**Directions**
Select every line in the entries below that contains the word "blazer", and copy each one.

**Stored records**
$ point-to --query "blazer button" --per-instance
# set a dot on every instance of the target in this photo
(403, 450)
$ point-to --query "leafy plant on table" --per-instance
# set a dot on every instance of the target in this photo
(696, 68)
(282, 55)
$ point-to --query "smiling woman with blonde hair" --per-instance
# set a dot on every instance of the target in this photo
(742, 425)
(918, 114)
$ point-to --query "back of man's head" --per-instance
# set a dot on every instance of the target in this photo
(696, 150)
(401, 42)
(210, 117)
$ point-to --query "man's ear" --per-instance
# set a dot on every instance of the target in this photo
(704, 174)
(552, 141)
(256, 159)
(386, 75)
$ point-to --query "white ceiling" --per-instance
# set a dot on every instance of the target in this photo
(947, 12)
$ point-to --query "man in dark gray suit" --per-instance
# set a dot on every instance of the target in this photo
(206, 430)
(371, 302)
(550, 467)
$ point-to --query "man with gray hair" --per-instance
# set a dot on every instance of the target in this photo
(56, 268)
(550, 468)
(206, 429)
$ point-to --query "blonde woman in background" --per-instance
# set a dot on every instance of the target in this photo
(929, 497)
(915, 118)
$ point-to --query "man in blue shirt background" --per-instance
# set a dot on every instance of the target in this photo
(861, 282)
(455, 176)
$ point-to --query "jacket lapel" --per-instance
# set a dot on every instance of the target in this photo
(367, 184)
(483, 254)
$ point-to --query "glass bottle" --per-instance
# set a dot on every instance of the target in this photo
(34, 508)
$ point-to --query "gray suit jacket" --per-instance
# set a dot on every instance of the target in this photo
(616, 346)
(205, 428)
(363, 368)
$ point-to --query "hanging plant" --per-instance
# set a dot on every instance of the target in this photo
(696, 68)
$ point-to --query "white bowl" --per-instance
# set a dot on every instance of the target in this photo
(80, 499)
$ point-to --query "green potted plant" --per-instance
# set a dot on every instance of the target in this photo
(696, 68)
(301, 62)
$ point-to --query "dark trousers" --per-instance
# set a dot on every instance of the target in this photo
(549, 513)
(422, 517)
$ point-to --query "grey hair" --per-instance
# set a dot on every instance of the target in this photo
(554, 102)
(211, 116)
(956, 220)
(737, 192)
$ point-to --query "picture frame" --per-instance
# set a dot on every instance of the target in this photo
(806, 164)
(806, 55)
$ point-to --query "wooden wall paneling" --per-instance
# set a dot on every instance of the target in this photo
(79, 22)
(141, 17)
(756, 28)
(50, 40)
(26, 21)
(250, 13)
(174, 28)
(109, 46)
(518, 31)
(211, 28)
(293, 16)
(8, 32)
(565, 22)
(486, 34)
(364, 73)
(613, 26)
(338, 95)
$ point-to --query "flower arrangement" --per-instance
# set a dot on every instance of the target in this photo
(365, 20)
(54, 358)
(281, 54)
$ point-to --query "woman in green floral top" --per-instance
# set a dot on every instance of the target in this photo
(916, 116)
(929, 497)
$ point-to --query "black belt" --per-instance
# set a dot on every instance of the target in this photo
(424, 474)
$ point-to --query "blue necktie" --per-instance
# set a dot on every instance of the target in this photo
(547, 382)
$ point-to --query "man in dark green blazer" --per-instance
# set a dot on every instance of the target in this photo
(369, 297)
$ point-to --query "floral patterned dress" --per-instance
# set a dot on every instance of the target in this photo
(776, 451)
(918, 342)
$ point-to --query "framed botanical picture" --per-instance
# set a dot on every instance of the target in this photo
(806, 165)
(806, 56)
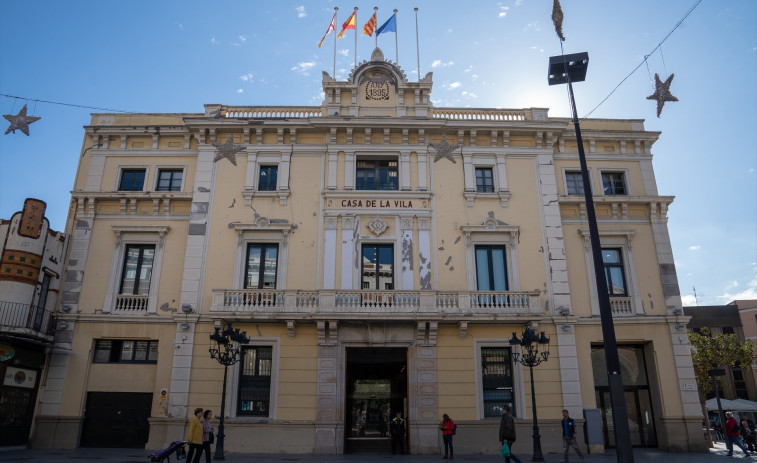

**Task output**
$ point-to --query "blazer button" --per-instance
$ point-to --query "man in dark green blazer" --per-instance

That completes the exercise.